The task: All of the data below must be repeated exactly.

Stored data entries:
_____
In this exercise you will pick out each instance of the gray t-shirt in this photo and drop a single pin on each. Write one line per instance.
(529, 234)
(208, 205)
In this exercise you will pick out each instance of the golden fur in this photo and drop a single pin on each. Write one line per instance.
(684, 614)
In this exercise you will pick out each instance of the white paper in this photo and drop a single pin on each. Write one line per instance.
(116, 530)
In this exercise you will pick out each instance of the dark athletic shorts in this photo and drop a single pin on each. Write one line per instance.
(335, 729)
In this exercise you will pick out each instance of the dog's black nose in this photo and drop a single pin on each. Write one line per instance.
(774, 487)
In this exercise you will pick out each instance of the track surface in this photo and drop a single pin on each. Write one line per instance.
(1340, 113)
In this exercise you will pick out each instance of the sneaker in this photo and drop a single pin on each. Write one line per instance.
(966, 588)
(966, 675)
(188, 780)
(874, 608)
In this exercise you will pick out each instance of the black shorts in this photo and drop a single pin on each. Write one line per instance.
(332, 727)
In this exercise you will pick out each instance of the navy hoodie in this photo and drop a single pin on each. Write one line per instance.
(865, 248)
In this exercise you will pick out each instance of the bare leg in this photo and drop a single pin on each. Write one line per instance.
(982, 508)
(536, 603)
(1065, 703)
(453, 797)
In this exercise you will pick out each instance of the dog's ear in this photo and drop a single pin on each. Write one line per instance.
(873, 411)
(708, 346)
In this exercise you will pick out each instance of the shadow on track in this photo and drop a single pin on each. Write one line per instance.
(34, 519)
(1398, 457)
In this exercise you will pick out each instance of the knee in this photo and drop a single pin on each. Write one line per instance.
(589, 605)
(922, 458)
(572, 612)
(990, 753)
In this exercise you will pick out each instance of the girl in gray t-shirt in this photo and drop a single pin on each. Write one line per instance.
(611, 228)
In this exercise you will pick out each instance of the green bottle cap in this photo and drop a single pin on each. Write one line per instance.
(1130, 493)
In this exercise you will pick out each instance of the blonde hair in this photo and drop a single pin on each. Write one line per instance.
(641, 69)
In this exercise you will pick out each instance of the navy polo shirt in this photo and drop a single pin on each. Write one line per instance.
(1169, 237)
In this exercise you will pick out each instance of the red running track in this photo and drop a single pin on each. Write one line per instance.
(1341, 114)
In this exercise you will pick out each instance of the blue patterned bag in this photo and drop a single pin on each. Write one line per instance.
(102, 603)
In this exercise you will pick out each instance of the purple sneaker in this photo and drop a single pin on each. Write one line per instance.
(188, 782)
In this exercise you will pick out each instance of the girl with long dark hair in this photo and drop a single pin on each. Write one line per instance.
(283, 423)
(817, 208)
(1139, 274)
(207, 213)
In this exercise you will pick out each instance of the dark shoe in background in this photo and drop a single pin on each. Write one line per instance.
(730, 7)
_____
Response below:
In this exercise you will pick out each instance of the gray t-shirt in this photo and drop a single pin on each. Write one line per instance.
(529, 234)
(208, 205)
In this exercise you will pick out each instance of the golden fur in this photo and drop a single pin on each. Write one line per instance.
(684, 614)
In this exercise you will pick out each instance of the white paper in this photo and drop a single pin on each. Write one line per instance.
(116, 530)
In this exercise you will pick out each instance of the dark athletic shorts in this photo and drop a single pin on each. Write one line per instance.
(335, 729)
In this exercise you will pick out each instance of the dog's black nose in this photo and drop a single pin on each. Write one line per instance.
(774, 487)
In this exercise you will pick out each instance of the track surface in this photo and drop a single pin on each. Write one line per instance.
(1340, 113)
In this exercise you will pick out each instance of the sneaker in this photo and drop a single pin on each. Write one line per instance.
(966, 588)
(966, 675)
(188, 780)
(874, 608)
In this exercise you will pick out each instance of the black shorts in this photo and drop a single pin on each. Write one line per instance.
(332, 727)
In this exercise you will pick out each instance of the navy hoodie in this photo and drop a single pin on each. Write one line per instance.
(865, 248)
In this exercise you will pick out each instance of the bare leg in this photo and drop a single pin on each. Write one line per instance.
(982, 508)
(536, 603)
(1065, 703)
(453, 797)
In this exercise you will pick out each instance of the dog's ear in this photo and drop a single pin on each. Write one line per instance.
(873, 411)
(708, 346)
In this exercise you will pick out each instance of the shadow on track in this photo and drop a single pin on each. Write one line per instance.
(34, 519)
(1398, 457)
In this exercise you will pick out each instance of the knee in this photo and drop a single pin on each. Write one line per instance.
(589, 605)
(922, 458)
(572, 612)
(990, 753)
In this exercise you will pick out each instance of the girl in gray t-shirt in this photo and drop a single pin on each. Write one line per instance.
(611, 228)
In this exercise you will pick out each instance of the green bottle cap in this photo and drop a single pin on each. Write one line per instance.
(1130, 493)
In this exercise you will pick out each instance of the blonde hair in this photo and drop a single pin on each. Write one line per instance.
(641, 69)
In this exercise you will pick out each instance of the navy polo shirt in this photo and drop a single pin on each. Write one line per instance.
(1169, 237)
In this exercise you will pick out each instance of the red running track in this photo and drop a single pin on each. Write one line per instance.
(1341, 114)
In this exercise you will pick out each instance of the blue patterned bag in this photo and drop a single pin on each. Write one line per instance.
(102, 603)
In this exercise you will pick out each instance of the purple sneaker in this photo and drop a single pin on each. Write one line per instance.
(188, 782)
In this exercise you will pick out each instance of the girl with long dark hair in this photo and drop a single pin on each. Write one line per instance.
(283, 423)
(817, 208)
(1139, 274)
(207, 213)
In this exercise you will pick out each instance of the dark shoe in background in this photo and drop a single pin on each. Write one line per instance.
(730, 7)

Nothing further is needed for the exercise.